__WHAT THE TASK ASKS__
The entries are to be reproduced word for word, with all images left out.

Start of Block

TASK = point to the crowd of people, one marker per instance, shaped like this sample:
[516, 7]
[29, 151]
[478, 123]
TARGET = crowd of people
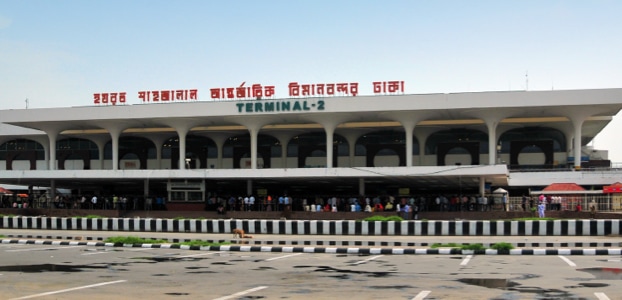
[408, 206]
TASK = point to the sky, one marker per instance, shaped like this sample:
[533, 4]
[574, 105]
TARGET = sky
[59, 53]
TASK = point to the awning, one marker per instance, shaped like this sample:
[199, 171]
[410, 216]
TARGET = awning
[5, 191]
[614, 188]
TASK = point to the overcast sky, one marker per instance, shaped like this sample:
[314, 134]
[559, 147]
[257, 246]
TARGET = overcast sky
[59, 53]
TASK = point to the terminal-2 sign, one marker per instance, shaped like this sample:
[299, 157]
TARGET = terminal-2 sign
[254, 92]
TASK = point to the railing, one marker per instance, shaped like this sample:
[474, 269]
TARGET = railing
[615, 168]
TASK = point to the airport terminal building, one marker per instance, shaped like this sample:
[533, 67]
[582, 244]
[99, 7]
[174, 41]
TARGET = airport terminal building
[322, 140]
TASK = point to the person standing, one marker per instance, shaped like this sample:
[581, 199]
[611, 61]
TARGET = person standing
[541, 209]
[94, 202]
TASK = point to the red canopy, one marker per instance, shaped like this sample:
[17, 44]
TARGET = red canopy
[614, 188]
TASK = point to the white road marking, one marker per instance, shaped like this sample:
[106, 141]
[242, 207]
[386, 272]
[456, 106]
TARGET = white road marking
[242, 293]
[42, 249]
[568, 261]
[366, 260]
[601, 296]
[422, 295]
[108, 252]
[466, 260]
[69, 290]
[200, 254]
[284, 256]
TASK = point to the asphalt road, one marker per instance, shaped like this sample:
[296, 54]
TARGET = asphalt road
[34, 271]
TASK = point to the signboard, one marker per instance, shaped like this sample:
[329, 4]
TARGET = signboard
[253, 92]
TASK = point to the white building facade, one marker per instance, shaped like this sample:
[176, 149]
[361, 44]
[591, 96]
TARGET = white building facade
[362, 145]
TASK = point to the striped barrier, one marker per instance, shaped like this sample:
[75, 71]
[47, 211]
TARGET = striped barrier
[332, 250]
[600, 227]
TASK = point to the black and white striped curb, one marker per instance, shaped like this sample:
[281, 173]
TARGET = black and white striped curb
[331, 250]
[599, 227]
[336, 243]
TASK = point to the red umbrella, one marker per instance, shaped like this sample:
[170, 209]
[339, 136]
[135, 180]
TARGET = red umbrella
[5, 191]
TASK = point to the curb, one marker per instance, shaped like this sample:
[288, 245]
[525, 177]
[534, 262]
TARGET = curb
[330, 250]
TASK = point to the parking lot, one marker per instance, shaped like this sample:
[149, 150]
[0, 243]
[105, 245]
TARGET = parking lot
[33, 271]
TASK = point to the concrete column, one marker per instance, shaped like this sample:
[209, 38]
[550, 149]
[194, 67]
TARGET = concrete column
[146, 188]
[492, 140]
[284, 137]
[577, 123]
[52, 136]
[409, 145]
[254, 132]
[362, 186]
[482, 185]
[52, 190]
[330, 131]
[158, 141]
[422, 135]
[115, 134]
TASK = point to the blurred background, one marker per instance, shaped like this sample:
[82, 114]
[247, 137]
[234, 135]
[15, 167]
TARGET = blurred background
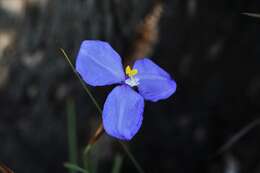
[209, 47]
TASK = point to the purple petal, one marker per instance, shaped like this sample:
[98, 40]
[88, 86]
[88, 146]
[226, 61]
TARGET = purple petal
[155, 83]
[123, 112]
[98, 64]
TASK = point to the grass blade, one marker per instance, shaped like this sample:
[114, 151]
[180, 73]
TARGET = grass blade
[75, 168]
[72, 134]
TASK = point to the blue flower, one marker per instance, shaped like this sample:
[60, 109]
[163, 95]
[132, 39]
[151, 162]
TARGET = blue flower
[99, 65]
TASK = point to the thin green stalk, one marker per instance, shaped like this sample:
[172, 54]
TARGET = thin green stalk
[131, 157]
[82, 83]
[72, 134]
[127, 151]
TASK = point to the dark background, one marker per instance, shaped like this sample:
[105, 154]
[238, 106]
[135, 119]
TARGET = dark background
[209, 47]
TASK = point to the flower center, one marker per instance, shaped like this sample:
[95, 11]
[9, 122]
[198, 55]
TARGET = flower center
[131, 81]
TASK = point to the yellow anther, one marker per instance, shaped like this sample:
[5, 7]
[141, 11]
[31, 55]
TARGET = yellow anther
[130, 72]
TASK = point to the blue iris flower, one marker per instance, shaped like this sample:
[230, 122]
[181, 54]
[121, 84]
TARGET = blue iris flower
[99, 65]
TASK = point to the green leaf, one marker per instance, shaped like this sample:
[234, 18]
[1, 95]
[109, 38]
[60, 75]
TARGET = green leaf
[72, 133]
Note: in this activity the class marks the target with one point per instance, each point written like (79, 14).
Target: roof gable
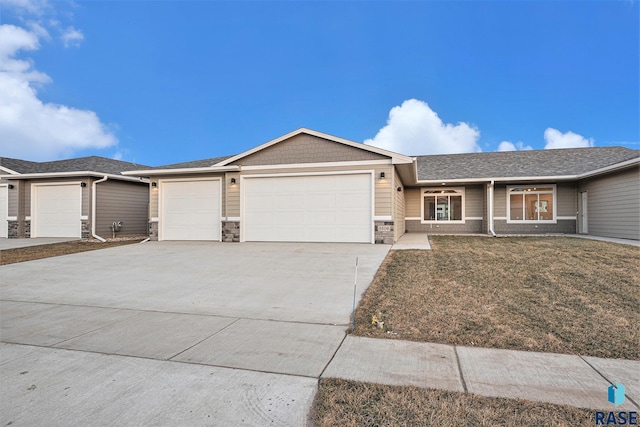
(307, 146)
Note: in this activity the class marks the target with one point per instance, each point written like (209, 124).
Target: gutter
(93, 208)
(493, 233)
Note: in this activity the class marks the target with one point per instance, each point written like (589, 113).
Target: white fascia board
(395, 157)
(318, 165)
(440, 182)
(74, 174)
(156, 172)
(611, 168)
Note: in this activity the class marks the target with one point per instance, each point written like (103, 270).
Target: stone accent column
(230, 231)
(12, 232)
(153, 230)
(384, 232)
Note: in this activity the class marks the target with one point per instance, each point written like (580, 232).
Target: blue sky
(159, 82)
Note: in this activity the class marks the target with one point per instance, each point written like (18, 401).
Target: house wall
(566, 207)
(122, 201)
(613, 204)
(305, 148)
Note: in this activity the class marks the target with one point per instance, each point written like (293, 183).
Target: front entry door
(583, 227)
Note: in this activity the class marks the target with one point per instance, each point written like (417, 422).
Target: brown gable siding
(304, 148)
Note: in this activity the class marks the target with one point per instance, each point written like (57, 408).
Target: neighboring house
(308, 186)
(71, 198)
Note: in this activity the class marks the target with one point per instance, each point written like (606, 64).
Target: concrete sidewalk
(545, 377)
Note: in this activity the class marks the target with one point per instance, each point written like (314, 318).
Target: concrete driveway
(175, 333)
(23, 243)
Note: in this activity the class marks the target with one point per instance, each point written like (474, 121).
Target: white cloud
(32, 129)
(557, 139)
(510, 146)
(30, 6)
(72, 37)
(414, 128)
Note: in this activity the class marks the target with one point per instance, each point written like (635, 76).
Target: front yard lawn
(350, 403)
(548, 294)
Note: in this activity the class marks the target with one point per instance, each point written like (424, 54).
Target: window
(531, 204)
(443, 204)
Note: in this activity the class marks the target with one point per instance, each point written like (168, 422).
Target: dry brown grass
(549, 294)
(349, 403)
(11, 256)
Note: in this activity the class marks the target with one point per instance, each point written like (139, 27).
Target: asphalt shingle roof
(81, 164)
(204, 163)
(558, 162)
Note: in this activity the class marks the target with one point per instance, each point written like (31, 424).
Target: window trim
(458, 190)
(554, 193)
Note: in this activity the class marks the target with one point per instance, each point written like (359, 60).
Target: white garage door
(322, 208)
(190, 210)
(56, 210)
(4, 201)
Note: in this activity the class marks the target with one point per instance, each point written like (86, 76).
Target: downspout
(493, 233)
(93, 208)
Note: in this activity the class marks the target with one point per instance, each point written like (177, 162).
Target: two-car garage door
(315, 208)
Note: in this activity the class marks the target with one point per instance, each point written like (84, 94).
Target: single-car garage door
(190, 209)
(317, 208)
(56, 210)
(4, 200)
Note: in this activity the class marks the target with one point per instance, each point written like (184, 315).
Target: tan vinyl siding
(399, 209)
(614, 204)
(474, 201)
(412, 202)
(307, 149)
(121, 201)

End of Block

__RESPONSE__
TASK = point to the crowd of people, one marker per instance, shaped like this sample:
[516, 7]
[29, 151]
[478, 123]
TARGET = crowd of people
[408, 206]
TASK = point to the sky, one marker per instance, shaped like this sample:
[533, 4]
[574, 105]
TARGET = sky
[59, 53]
TASK = point to the awning, one marker per instance, shaped like this sample:
[199, 171]
[410, 216]
TARGET = awning
[5, 191]
[614, 188]
TASK = point to the overcast sky, one marker per instance, shaped like this sample:
[314, 134]
[559, 147]
[257, 246]
TARGET = overcast sky
[59, 53]
TASK = point to the terminal-2 sign, one marker per instance, shaped like this sample:
[299, 157]
TARGET = terminal-2 sign
[254, 92]
TASK = point to the railing, one marker per instance, shaped like this sample:
[474, 269]
TARGET = railing
[615, 168]
TASK = point to the airport terminal building, one marker per instance, shaped like this sample:
[533, 67]
[582, 244]
[99, 7]
[174, 41]
TARGET = airport terminal building
[322, 140]
TASK = point to the person standing, one marker per instance, shaped like this sample:
[581, 199]
[611, 61]
TARGET = person standing
[541, 209]
[94, 202]
TASK = point to the red canopy, one marker per instance, shaped like this sample:
[17, 44]
TARGET = red canopy
[614, 188]
TASK = point to the white road marking, one marker per instance, shaped like this sample:
[106, 141]
[242, 207]
[386, 272]
[456, 106]
TARGET = white road marking
[242, 293]
[42, 249]
[568, 261]
[366, 260]
[601, 296]
[422, 295]
[108, 252]
[466, 260]
[69, 290]
[200, 254]
[284, 256]
TASK = point to the asphalt road, one marker per instance, shaped like this sample:
[296, 54]
TARGET = asphalt road
[34, 271]
TASK = point to the signboard, one marker per instance, shaped like this sample:
[329, 4]
TARGET = signboard
[253, 92]
TASK = point to the white building facade, one marker per instance, shaped like this sample:
[176, 149]
[361, 44]
[591, 96]
TARGET = white building facade
[362, 145]
TASK = point to the striped barrier, one marker per instance, shaped like this sample:
[75, 71]
[47, 211]
TARGET = striped barrier
[332, 250]
[600, 227]
TASK = point to the black and white striped curb, one marker per instance, shaped like this sample:
[281, 173]
TARGET = black and white striped curb
[331, 250]
[599, 227]
[336, 243]
TASK = point to the red umbrella, one marker per instance, shaped like this sample:
[170, 209]
[339, 136]
[135, 180]
TARGET = red umbrella
[5, 191]
TASK = point to the curb, one marker per instance, shaped like this sample:
[288, 245]
[525, 177]
[534, 262]
TARGET = curb
[330, 250]
TASK = point to the parking lot, one marker per instance, shaped like this sample:
[149, 150]
[0, 243]
[105, 245]
TARGET = parking lot
[33, 271]
TASK = point to the concrete column, one marker per instance, shaped like this sample:
[209, 38]
[550, 149]
[194, 67]
TARGET = concrete column
[146, 188]
[492, 140]
[284, 137]
[577, 123]
[52, 136]
[409, 145]
[254, 132]
[362, 186]
[482, 185]
[52, 190]
[330, 131]
[158, 141]
[422, 135]
[115, 134]
TASK = point to the blurred background, one marker per instance, shaped like this sample:
[82, 114]
[247, 137]
[234, 135]
[15, 167]
TARGET = blurred background
[209, 47]
TASK = point to the purple petal, one marker per instance, shaped like this sample:
[98, 40]
[88, 86]
[88, 146]
[226, 61]
TARGET = purple petal
[155, 83]
[123, 112]
[98, 64]
TASK = point to the grass blade, one marker per instance, shaped like this sample:
[114, 151]
[180, 73]
TARGET = grass blade
[75, 168]
[72, 134]
TASK = point to the blue flower, one marker per instance, shaped like this sample:
[60, 109]
[163, 95]
[132, 39]
[151, 162]
TARGET = blue flower
[99, 65]
TASK = point to the thin green stalk, one marker per instance, shaped like this sample:
[172, 54]
TARGET = thin green stalk
[131, 157]
[82, 83]
[72, 134]
[127, 151]
TASK = point to the dark background, one marker per instance, shaped like this sample:
[105, 154]
[238, 106]
[135, 119]
TARGET = dark background
[209, 47]
TASK = point to the flower center, one marker per instance, shaped like this sample:
[95, 11]
[9, 122]
[198, 55]
TARGET = flower center
[131, 81]
TASK = point to the yellow anther, one marker per instance, shaped like this sample:
[5, 7]
[141, 11]
[31, 55]
TARGET = yellow anther
[130, 72]
TASK = point to the blue iris flower, one marker per instance, shaped like this sample:
[230, 122]
[181, 54]
[121, 84]
TARGET = blue iris flower
[99, 65]
TASK = point to the green leaf, one marker per instance, shaped like this sample:
[234, 18]
[1, 95]
[109, 38]
[60, 75]
TARGET = green leaf
[72, 133]
Note: in this activity the class marks the target with one point per instance, each point written like (79, 14).
Target: roof gable
(307, 146)
Note: in this activity the class marks the target with one point per instance, each point written like (209, 124).
Target: gutter
(93, 208)
(493, 233)
Note: in this activity the class marks the target with one point per instance, each point written like (589, 113).
Target: white fascia board
(395, 157)
(318, 165)
(440, 182)
(74, 174)
(156, 172)
(611, 168)
Note: in this activity the class marks the target with one point per instance, each point written like (103, 270).
Target: stone accent column
(230, 231)
(12, 232)
(153, 230)
(384, 232)
Note: in this activity the class marks the target with one point per instance, each point written like (580, 232).
Target: blue sky
(159, 82)
Note: in this activity the class marks the target with one point per instance, each point written like (18, 401).
Target: house wall
(566, 207)
(122, 201)
(613, 204)
(305, 148)
Note: in this activity the class marks the target with one point per instance, each point written like (293, 183).
Target: front entry door
(583, 227)
Note: in this activity the class marks the target with one point per instance, each point written like (417, 422).
Target: brown gable siding
(304, 148)
Note: in this activity the class marks the target with one point per instance, each point written like (57, 408).
Target: neighboring house
(308, 186)
(71, 198)
Note: in this activity the class marks the target with one point per instance, each point written like (606, 64).
Target: concrete sidewalk
(545, 377)
Note: in this activity the class marks the target with one point per instance, each point written like (314, 318).
Target: concrete driveway
(175, 333)
(23, 243)
Note: in this activity the class marks the target with one point per instance, each point written like (474, 121).
Target: white cloud
(32, 129)
(557, 139)
(510, 146)
(30, 6)
(72, 37)
(414, 128)
Note: in this activity the class marks the target with one point per instance, each point written like (635, 76).
Target: front yard lawn
(350, 403)
(548, 294)
Note: in this activity the class marks the target with one point per instance, each point written like (424, 54).
Target: window
(531, 204)
(443, 204)
Note: in this activity the class marks the target with one point per instance, each point written like (168, 422).
Target: dry brown grass
(549, 294)
(349, 403)
(11, 256)
Note: in this activity the class marks the target with one point per instance, each point written like (139, 27).
Target: asphalt shingle roof
(81, 164)
(204, 163)
(558, 162)
Note: in this activity the class marks the target with one point per instance, each point written like (31, 424).
Target: window trim
(458, 190)
(554, 193)
Note: in this activity the class marks the target with one point per instance, each point written like (359, 60).
Target: white garage door
(322, 208)
(190, 210)
(56, 210)
(4, 201)
Note: in this activity the class marks the target with one point per instance, each point written like (86, 76).
Target: downspout
(493, 233)
(93, 208)
Note: in this activity the class marks the target with one point per instance, each point written like (177, 162).
Target: two-car garage door
(315, 208)
Note: in this activity the class marks the target with one point per instance, each point written like (84, 94).
Target: single-car garage door
(190, 209)
(317, 208)
(56, 210)
(4, 200)
Note: in this activity the class marks the target with one point per instance, each point written like (184, 315).
Target: tan vinyl siding
(399, 209)
(614, 204)
(474, 201)
(412, 202)
(307, 149)
(121, 201)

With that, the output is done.